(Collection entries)
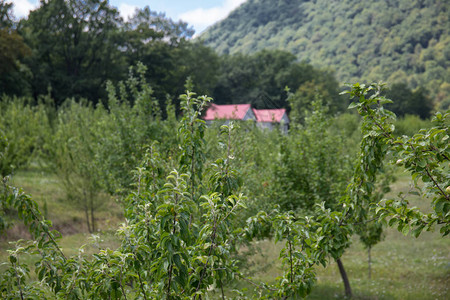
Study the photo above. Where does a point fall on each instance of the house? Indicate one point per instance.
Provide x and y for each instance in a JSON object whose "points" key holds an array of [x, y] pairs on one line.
{"points": [[241, 112], [268, 118], [264, 118]]}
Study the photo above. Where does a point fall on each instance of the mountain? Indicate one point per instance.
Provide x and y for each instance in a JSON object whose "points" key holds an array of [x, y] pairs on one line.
{"points": [[404, 41]]}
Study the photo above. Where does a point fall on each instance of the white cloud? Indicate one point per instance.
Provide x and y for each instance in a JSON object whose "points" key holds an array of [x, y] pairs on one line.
{"points": [[126, 10], [21, 8], [201, 18]]}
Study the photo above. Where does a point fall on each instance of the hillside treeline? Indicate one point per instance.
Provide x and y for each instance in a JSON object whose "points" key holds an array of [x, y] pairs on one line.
{"points": [[398, 41], [71, 49]]}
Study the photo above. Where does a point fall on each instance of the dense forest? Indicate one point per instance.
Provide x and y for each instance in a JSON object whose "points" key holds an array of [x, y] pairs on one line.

REQUIRED ACTION:
The answer must consist of every line from the records above that holds "Indicate".

RESULT:
Study the photo above. Where does a point fall on each instance of the house? Indicate one point per instance.
Study the photo above. Where does a point fall on each instance of the mountain? Indicate one point per instance.
Study the photo above. Where does a point fall on each instance of the white cloud? Indicate one point per instance.
Study the photo above. Where does a point fall on each instance of the hillside treeline? Indicate one point per instance.
Study the photo above. Where does a point fall on each instance of the dense forest? Indicate one point per instance.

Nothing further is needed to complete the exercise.